Image labeling entries
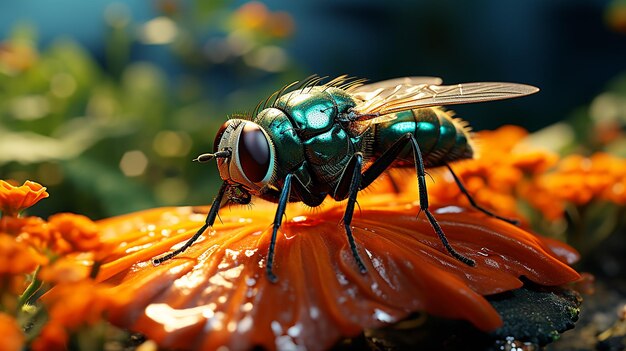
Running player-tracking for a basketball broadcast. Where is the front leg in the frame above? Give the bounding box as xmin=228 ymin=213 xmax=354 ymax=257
xmin=333 ymin=152 xmax=367 ymax=273
xmin=152 ymin=182 xmax=229 ymax=266
xmin=265 ymin=173 xmax=293 ymax=283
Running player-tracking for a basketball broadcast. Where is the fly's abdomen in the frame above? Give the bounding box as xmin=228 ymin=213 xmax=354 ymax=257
xmin=370 ymin=107 xmax=473 ymax=167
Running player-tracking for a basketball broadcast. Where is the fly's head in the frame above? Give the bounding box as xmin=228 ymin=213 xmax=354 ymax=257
xmin=208 ymin=119 xmax=275 ymax=195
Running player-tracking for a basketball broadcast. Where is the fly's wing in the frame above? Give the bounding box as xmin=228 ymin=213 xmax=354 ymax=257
xmin=350 ymin=76 xmax=443 ymax=125
xmin=350 ymin=77 xmax=443 ymax=95
xmin=351 ymin=82 xmax=539 ymax=123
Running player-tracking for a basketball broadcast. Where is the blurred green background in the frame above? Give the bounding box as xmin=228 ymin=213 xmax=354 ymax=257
xmin=0 ymin=0 xmax=626 ymax=219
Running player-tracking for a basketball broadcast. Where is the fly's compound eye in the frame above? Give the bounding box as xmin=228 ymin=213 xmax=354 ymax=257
xmin=237 ymin=123 xmax=271 ymax=183
xmin=213 ymin=121 xmax=230 ymax=152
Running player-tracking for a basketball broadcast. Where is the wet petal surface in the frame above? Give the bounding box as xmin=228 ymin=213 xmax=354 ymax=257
xmin=98 ymin=196 xmax=579 ymax=350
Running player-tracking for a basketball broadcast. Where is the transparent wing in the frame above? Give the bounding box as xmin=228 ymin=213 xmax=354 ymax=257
xmin=353 ymin=82 xmax=539 ymax=121
xmin=350 ymin=77 xmax=443 ymax=95
xmin=350 ymin=76 xmax=443 ymax=124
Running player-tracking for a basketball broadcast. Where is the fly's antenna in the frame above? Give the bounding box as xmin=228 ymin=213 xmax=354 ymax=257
xmin=193 ymin=150 xmax=230 ymax=163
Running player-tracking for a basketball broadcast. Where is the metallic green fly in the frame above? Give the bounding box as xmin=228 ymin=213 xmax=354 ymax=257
xmin=153 ymin=76 xmax=539 ymax=281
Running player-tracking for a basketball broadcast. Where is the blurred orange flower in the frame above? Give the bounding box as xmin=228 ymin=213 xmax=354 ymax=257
xmin=0 ymin=233 xmax=48 ymax=276
xmin=0 ymin=312 xmax=24 ymax=351
xmin=0 ymin=180 xmax=48 ymax=216
xmin=232 ymin=1 xmax=294 ymax=38
xmin=42 ymin=280 xmax=116 ymax=330
xmin=428 ymin=126 xmax=558 ymax=218
xmin=90 ymin=193 xmax=579 ymax=350
xmin=524 ymin=153 xmax=626 ymax=219
xmin=31 ymin=322 xmax=68 ymax=351
xmin=48 ymin=213 xmax=102 ymax=254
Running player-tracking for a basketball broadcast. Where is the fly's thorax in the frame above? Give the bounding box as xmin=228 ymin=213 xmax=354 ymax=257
xmin=214 ymin=119 xmax=276 ymax=195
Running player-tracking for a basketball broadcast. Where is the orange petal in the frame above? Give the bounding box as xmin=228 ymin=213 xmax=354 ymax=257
xmin=98 ymin=196 xmax=579 ymax=350
xmin=0 ymin=180 xmax=48 ymax=216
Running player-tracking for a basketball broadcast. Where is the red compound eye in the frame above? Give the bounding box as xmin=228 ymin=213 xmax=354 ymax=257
xmin=237 ymin=123 xmax=271 ymax=183
xmin=213 ymin=121 xmax=230 ymax=152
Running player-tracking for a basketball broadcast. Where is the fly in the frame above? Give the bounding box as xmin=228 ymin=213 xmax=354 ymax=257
xmin=153 ymin=76 xmax=539 ymax=282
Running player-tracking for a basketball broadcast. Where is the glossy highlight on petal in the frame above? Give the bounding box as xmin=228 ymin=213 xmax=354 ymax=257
xmin=97 ymin=194 xmax=579 ymax=350
xmin=0 ymin=180 xmax=48 ymax=216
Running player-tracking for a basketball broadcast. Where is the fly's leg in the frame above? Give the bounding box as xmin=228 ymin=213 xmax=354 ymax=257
xmin=361 ymin=133 xmax=476 ymax=266
xmin=152 ymin=182 xmax=228 ymax=266
xmin=265 ymin=173 xmax=293 ymax=283
xmin=333 ymin=152 xmax=367 ymax=273
xmin=446 ymin=163 xmax=519 ymax=225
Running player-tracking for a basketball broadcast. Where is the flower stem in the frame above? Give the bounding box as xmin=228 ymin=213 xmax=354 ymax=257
xmin=18 ymin=266 xmax=42 ymax=309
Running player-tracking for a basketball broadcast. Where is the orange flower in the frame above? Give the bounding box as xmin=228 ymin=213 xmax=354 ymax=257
xmin=39 ymin=256 xmax=91 ymax=284
xmin=232 ymin=1 xmax=294 ymax=38
xmin=5 ymin=216 xmax=50 ymax=252
xmin=525 ymin=153 xmax=626 ymax=219
xmin=90 ymin=194 xmax=579 ymax=350
xmin=48 ymin=213 xmax=102 ymax=254
xmin=0 ymin=312 xmax=24 ymax=351
xmin=43 ymin=280 xmax=116 ymax=331
xmin=31 ymin=322 xmax=68 ymax=351
xmin=428 ymin=126 xmax=558 ymax=218
xmin=0 ymin=180 xmax=48 ymax=216
xmin=0 ymin=234 xmax=47 ymax=276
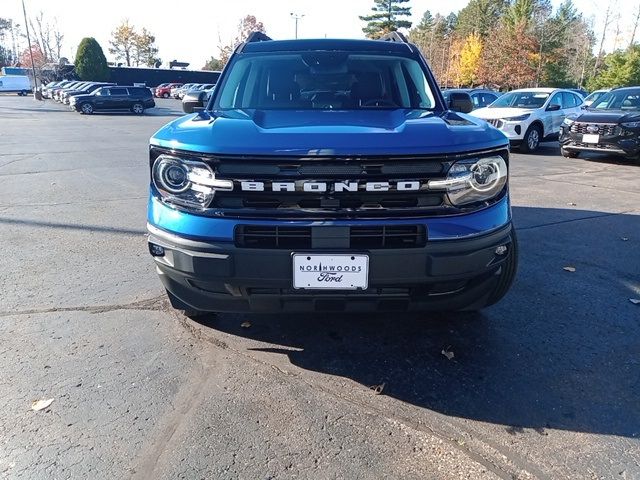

## [DIRECTIONS]
Can you express every line of the entries above as a JSON list of strings, one string per line, with blank lines and the pictures left out?

## [SOLVED PROBLEM]
[
  "Running player-tracking for a basketball broadcast. Where is the front leg in the frame above? Give the bounding box as xmin=228 ymin=213 xmax=354 ymax=257",
  "xmin=333 ymin=152 xmax=367 ymax=273",
  "xmin=152 ymin=182 xmax=229 ymax=266",
  "xmin=265 ymin=173 xmax=293 ymax=283",
  "Running player-tracking for a basketball broadcast. Where is the fly's abdomen in the frame above? Give the bounding box as xmin=228 ymin=213 xmax=354 ymax=257",
  "xmin=370 ymin=107 xmax=473 ymax=167",
  "Running player-tracking for a basketball broadcast. Where is the fly's head in the frame above? Give the bounding box as xmin=228 ymin=213 xmax=354 ymax=257",
  "xmin=208 ymin=119 xmax=275 ymax=195",
  "Running player-tracking for a basketball broadcast. Where is the fly's wing in the frame above? Give the bounding box as xmin=228 ymin=213 xmax=354 ymax=257",
  "xmin=350 ymin=76 xmax=443 ymax=125",
  "xmin=350 ymin=77 xmax=443 ymax=95",
  "xmin=351 ymin=82 xmax=539 ymax=123",
  "Running player-tracking for a basketball broadcast. Where is the blurred green background in the frame above? Give the bounding box as xmin=228 ymin=213 xmax=354 ymax=257",
  "xmin=0 ymin=0 xmax=626 ymax=219",
  "Running player-tracking for a basketball broadcast. Where is the fly's compound eye in the frame above? Give the bounding box as xmin=228 ymin=213 xmax=354 ymax=257",
  "xmin=237 ymin=123 xmax=271 ymax=183",
  "xmin=213 ymin=121 xmax=230 ymax=152",
  "Running player-tracking for a basketball broadcast. Where is the wet petal surface in the frame above? Give the bounding box as xmin=228 ymin=213 xmax=354 ymax=257",
  "xmin=98 ymin=196 xmax=579 ymax=350",
  "Running player-tracking for a basketball broadcast. Where is the transparent wing in the frame above? Give the bounding box as xmin=228 ymin=213 xmax=354 ymax=257",
  "xmin=353 ymin=82 xmax=539 ymax=121",
  "xmin=350 ymin=77 xmax=443 ymax=95",
  "xmin=350 ymin=76 xmax=443 ymax=124",
  "Running player-tracking for a basketball broadcast. Where is the fly's antenna in the frame above? Give the bounding box as xmin=228 ymin=213 xmax=354 ymax=257",
  "xmin=193 ymin=150 xmax=230 ymax=163",
  "Running player-tracking for a basketball broadcast. Where is the metallic green fly in the frame above? Give the bounding box as xmin=228 ymin=213 xmax=354 ymax=257",
  "xmin=153 ymin=76 xmax=539 ymax=281",
  "Running player-tracking for a basketball broadcast. Where is the blurred orange flower in the frame above? Give the bounding box as xmin=228 ymin=213 xmax=354 ymax=257",
  "xmin=0 ymin=233 xmax=48 ymax=276",
  "xmin=0 ymin=312 xmax=24 ymax=351",
  "xmin=0 ymin=180 xmax=48 ymax=216",
  "xmin=232 ymin=1 xmax=294 ymax=38",
  "xmin=42 ymin=280 xmax=116 ymax=330",
  "xmin=428 ymin=126 xmax=558 ymax=218",
  "xmin=90 ymin=193 xmax=579 ymax=350",
  "xmin=524 ymin=153 xmax=626 ymax=219",
  "xmin=31 ymin=322 xmax=68 ymax=351",
  "xmin=48 ymin=213 xmax=102 ymax=254",
  "Running player-tracking for a basketball broadcast. Where is the fly's thorax in the frame above? Give the bounding box as xmin=228 ymin=213 xmax=354 ymax=257",
  "xmin=214 ymin=119 xmax=276 ymax=195",
  "Running player-tracking for a basketball broadcast. Where is the orange petal in the frame above? Give the bounding box as xmin=228 ymin=213 xmax=354 ymax=257",
  "xmin=98 ymin=196 xmax=579 ymax=350",
  "xmin=0 ymin=180 xmax=48 ymax=216",
  "Running player-tracking for a basketball broadcast. Where is the red compound eye in the frame above? Give the bounding box as xmin=228 ymin=213 xmax=354 ymax=257",
  "xmin=237 ymin=123 xmax=271 ymax=183",
  "xmin=213 ymin=121 xmax=230 ymax=152",
  "Running player-tracking for a basketball broadcast. Where is the fly in the frame above? Give the bounding box as xmin=228 ymin=213 xmax=354 ymax=257",
  "xmin=153 ymin=76 xmax=539 ymax=282",
  "Running player-tracking for a basketball broadcast. Where is the glossy highlight on petal in the frame above? Give the bounding box as xmin=228 ymin=213 xmax=354 ymax=257",
  "xmin=97 ymin=194 xmax=579 ymax=350",
  "xmin=0 ymin=180 xmax=48 ymax=216",
  "Running player-tracking for a basketball broadcast. Where is the fly's leg in the frame above? Give the bounding box as xmin=228 ymin=213 xmax=354 ymax=257",
  "xmin=361 ymin=133 xmax=476 ymax=266",
  "xmin=152 ymin=182 xmax=228 ymax=266",
  "xmin=265 ymin=173 xmax=293 ymax=283",
  "xmin=333 ymin=152 xmax=367 ymax=273",
  "xmin=446 ymin=163 xmax=519 ymax=225",
  "Running player-tracking for a basketball broadcast. Where is the flower stem in the frame above? Give the bounding box as xmin=228 ymin=213 xmax=354 ymax=257",
  "xmin=18 ymin=266 xmax=42 ymax=309",
  "Running player-tracking for a basketball broadcast. Where is the orange flower in the frame above? Give the bounding box as xmin=228 ymin=213 xmax=354 ymax=257",
  "xmin=39 ymin=256 xmax=91 ymax=284",
  "xmin=232 ymin=1 xmax=294 ymax=38",
  "xmin=5 ymin=216 xmax=50 ymax=252",
  "xmin=525 ymin=153 xmax=626 ymax=219",
  "xmin=90 ymin=194 xmax=579 ymax=350",
  "xmin=48 ymin=213 xmax=102 ymax=254",
  "xmin=0 ymin=312 xmax=24 ymax=351",
  "xmin=43 ymin=280 xmax=116 ymax=331",
  "xmin=31 ymin=322 xmax=68 ymax=351",
  "xmin=428 ymin=126 xmax=558 ymax=218",
  "xmin=0 ymin=180 xmax=48 ymax=216",
  "xmin=0 ymin=234 xmax=47 ymax=276"
]